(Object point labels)
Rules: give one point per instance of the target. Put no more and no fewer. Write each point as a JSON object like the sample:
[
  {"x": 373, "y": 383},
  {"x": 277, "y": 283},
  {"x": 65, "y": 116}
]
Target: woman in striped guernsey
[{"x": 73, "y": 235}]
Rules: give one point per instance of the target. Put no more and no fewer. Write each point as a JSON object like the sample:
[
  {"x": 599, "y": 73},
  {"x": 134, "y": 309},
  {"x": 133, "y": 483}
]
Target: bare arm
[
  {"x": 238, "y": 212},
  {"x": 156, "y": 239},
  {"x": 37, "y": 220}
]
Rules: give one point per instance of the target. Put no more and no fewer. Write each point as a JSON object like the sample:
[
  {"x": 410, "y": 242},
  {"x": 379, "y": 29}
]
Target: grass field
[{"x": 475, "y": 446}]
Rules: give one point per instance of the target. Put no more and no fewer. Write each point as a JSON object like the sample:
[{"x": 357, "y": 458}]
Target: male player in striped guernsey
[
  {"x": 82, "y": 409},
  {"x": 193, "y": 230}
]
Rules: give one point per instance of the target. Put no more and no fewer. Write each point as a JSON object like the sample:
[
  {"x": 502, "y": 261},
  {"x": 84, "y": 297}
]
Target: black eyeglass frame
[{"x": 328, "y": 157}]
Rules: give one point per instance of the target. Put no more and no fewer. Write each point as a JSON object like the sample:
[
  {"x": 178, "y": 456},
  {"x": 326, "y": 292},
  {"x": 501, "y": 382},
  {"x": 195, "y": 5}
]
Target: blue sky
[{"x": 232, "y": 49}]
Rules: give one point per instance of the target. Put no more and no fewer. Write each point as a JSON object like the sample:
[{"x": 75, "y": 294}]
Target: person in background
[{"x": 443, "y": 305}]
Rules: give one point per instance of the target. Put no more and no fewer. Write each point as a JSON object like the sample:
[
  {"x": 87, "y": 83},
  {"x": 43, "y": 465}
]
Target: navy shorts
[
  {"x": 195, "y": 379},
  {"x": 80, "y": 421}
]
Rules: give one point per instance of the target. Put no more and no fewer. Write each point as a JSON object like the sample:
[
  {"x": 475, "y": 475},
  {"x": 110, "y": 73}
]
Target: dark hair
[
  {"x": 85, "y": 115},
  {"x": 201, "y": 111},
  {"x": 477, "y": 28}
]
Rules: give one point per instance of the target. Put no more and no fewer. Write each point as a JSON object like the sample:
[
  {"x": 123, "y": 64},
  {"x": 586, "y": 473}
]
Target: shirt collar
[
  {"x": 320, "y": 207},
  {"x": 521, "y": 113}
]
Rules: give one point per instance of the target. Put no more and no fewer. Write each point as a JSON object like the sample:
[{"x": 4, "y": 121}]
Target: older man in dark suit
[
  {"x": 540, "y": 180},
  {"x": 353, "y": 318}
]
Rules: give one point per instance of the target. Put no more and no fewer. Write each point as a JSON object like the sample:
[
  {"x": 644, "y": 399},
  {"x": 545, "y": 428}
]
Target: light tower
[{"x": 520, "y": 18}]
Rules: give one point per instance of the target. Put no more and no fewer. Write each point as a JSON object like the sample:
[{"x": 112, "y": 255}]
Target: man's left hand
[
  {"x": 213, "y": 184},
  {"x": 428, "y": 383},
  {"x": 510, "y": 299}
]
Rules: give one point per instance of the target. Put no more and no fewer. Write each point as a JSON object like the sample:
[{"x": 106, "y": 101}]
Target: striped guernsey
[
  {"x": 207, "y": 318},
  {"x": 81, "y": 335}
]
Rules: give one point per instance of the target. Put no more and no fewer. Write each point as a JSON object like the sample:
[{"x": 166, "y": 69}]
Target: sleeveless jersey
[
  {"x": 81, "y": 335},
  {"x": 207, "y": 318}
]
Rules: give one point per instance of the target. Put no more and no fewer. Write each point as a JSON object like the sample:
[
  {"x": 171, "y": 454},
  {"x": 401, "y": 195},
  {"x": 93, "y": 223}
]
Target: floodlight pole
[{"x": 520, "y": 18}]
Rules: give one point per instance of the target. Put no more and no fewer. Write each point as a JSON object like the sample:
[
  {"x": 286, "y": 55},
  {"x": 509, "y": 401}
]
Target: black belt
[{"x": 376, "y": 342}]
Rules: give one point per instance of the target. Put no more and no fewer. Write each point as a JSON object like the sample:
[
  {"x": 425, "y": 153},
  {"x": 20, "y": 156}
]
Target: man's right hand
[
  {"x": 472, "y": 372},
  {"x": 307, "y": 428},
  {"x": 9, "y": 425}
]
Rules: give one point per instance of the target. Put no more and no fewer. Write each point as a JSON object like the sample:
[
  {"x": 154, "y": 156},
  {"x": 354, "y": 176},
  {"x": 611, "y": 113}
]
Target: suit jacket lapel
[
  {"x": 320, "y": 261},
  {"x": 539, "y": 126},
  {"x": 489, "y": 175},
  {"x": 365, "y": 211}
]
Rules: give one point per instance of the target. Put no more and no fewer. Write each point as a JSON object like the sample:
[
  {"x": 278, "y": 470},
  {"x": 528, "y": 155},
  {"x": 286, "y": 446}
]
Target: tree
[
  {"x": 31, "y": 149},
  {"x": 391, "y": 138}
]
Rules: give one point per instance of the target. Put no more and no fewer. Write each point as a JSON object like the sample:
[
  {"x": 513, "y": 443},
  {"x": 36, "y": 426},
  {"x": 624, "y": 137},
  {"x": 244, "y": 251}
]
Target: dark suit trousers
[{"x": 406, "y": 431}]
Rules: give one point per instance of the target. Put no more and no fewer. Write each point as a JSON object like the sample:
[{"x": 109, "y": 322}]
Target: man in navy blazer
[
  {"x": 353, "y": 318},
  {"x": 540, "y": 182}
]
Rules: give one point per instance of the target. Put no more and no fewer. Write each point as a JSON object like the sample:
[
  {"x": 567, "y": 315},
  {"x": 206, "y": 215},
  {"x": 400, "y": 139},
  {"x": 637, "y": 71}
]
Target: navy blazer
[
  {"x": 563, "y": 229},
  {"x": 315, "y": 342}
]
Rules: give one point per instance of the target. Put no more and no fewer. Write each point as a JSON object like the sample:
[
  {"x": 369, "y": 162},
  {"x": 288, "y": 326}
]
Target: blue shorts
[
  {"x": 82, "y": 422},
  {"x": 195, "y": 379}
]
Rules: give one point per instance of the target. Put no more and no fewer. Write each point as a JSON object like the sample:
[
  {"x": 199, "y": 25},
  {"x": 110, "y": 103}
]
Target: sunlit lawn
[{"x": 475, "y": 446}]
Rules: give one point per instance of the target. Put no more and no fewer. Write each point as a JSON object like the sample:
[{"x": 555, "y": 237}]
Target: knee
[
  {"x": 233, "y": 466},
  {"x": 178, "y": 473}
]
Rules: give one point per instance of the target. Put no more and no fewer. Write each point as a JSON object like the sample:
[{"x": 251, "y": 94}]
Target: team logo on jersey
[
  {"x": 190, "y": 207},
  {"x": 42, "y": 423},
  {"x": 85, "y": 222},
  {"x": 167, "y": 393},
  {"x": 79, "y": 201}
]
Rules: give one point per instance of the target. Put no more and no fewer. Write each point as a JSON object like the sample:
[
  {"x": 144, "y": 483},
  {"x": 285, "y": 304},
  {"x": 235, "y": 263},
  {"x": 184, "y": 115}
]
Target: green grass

◆ Given task:
Filter the data above, copying each line that contains the string "shorts". Letter case must match.

◆ Exercise output:
Target: navy shorts
Target: blue shorts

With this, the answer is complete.